— start of EXTRACT PROVIDED —

In September I flew to Oregon to visit my sister, brother-in-law, and three year-old niece. I stayed in their new house on the southern edge of Portland, in a town called Oregon City, which was the terminus of the Oregon Trail. Even though I miss them terribly, it seems apt that my sister ended up there since she played that game obsessively in grade school.
I had already spent time exploring northeast Oregon and Washington five years ago, and my family would be at work/preschool during much of the week, so I decided to rent a car and take a few days for a side trip to a new place: Idaho. I ended up doing one giant loop, from Portland southeast to Crater Lake, east to Boise, northwest to Pendleton, and back to Portland, with some detours and stops along the way for good measure. It was a feast for the eyes the entire way around.
I’m splitting up the pictures into three parts. First: Portland and vicinity.
Note that although my niece, Mabel, is the cutest creature on this planet apart from her equally scrumptious cousins, it would be weird to show her face, so I won’t. Sorry to deny you the full measure of her adorableness. But I do want to hint at it, so here is the back of her tiny ginger head, and her smooshy little arms fearlessly rifling through the thorny blackberry bramble that grows in her yard. Eating ripe blackberries straight off the bush is how we spent the first hour of my trip.

— end of EXTRACT PROVIDED —

INSTRUCTIONS:
1 - Answer these questions using the travel post above:
(a) In which town is the sister's new house?
(b) To which state did the writer take the side trip by rental car?
(c) How did the writer spend the first hour of the trip?
2 - Summarize the travel post above in two sentences.

— start of DATA PROVIDED —

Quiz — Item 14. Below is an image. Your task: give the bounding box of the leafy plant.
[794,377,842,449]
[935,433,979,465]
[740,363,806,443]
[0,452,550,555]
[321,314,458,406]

— end of DATA PROVIDED —

ANSWERS GIVEN:
1 -
(a) Oregon City
(b) Idaho
(c) Eating ripe blackberries straight off the bush

2 - In September the writer flew to Oregon to visit family in Oregon City, on the southern edge of Portland, and rented a car for a side trip to Idaho. The drive formed one giant loop from Portland to Crater Lake, Boise, Pendleton, and back, and the pictures are split into three parts, beginning with Portland and vicinity.